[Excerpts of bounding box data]
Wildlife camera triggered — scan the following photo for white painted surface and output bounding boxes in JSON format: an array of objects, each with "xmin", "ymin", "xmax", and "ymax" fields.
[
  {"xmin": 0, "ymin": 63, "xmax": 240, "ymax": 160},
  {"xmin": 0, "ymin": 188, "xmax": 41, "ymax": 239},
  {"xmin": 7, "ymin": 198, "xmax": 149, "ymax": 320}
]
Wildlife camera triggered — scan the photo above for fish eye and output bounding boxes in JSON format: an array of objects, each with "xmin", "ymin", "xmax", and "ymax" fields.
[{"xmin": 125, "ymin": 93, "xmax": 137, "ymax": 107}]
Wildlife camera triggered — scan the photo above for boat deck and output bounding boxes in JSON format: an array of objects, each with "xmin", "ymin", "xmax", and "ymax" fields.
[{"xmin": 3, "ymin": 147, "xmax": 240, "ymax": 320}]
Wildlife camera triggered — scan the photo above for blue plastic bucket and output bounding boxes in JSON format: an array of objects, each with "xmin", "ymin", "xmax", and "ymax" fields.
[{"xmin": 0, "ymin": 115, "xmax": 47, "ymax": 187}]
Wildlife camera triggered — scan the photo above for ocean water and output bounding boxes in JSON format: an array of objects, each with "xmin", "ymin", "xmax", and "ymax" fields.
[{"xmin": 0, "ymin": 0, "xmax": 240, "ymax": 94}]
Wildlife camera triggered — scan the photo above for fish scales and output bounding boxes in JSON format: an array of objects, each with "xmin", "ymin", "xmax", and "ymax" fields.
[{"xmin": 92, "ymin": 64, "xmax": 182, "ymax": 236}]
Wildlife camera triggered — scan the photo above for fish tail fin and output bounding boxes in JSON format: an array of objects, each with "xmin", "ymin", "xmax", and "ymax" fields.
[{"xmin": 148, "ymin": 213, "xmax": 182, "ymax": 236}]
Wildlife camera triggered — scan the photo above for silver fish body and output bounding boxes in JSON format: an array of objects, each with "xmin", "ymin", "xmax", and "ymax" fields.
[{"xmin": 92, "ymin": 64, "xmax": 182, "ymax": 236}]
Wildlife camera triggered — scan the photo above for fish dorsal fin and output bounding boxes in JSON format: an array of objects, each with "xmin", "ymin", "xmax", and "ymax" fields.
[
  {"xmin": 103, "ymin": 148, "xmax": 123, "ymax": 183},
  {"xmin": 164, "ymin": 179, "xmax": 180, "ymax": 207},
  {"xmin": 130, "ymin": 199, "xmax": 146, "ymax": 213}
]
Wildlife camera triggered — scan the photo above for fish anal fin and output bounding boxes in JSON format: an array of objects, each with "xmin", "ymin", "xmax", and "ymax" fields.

STATED GOAL » Reproduce the lines word for word, starting at the one holding "Wildlife camera triggered — scan the photo above for ocean" and ending at the final line of the material above.

SOLUTION »
Wildlife camera triggered — scan the photo above for ocean water and output bounding boxes in JSON format: an array of objects, each with "xmin", "ymin", "xmax", and "ymax" fields.
[{"xmin": 0, "ymin": 0, "xmax": 240, "ymax": 94}]
Wildlife camera triggered — scan the photo above for fish scales and output bounding boxes in JSON format: an array of objects, each with "xmin", "ymin", "xmax", and "ymax" fields.
[{"xmin": 92, "ymin": 64, "xmax": 182, "ymax": 236}]
Wildlife camera triggered — scan the photo above for fish tail fin and output bounding boxes in JSON format: an array of objects, each with "xmin", "ymin", "xmax", and "ymax" fields.
[{"xmin": 148, "ymin": 213, "xmax": 182, "ymax": 236}]
Wildlife camera triggered — scan the photo above for silver fish body and output bounding boxes in JSON format: an array of objects, each with "xmin", "ymin", "xmax", and "ymax" fields.
[{"xmin": 92, "ymin": 64, "xmax": 182, "ymax": 236}]
Wildlife camera triggered — scan the photo above for fish dorsal fin and output bounding boxes in JSON format: an array of objects, each with "xmin", "ymin", "xmax", and "ymax" fields.
[
  {"xmin": 103, "ymin": 148, "xmax": 123, "ymax": 183},
  {"xmin": 164, "ymin": 179, "xmax": 180, "ymax": 207},
  {"xmin": 130, "ymin": 199, "xmax": 146, "ymax": 213}
]
Wildlife camera triggered — scan the photo above for fish anal fin and output bounding boxes in JSON format: an array of objects, each with "xmin", "ymin", "xmax", and "ymax" fields.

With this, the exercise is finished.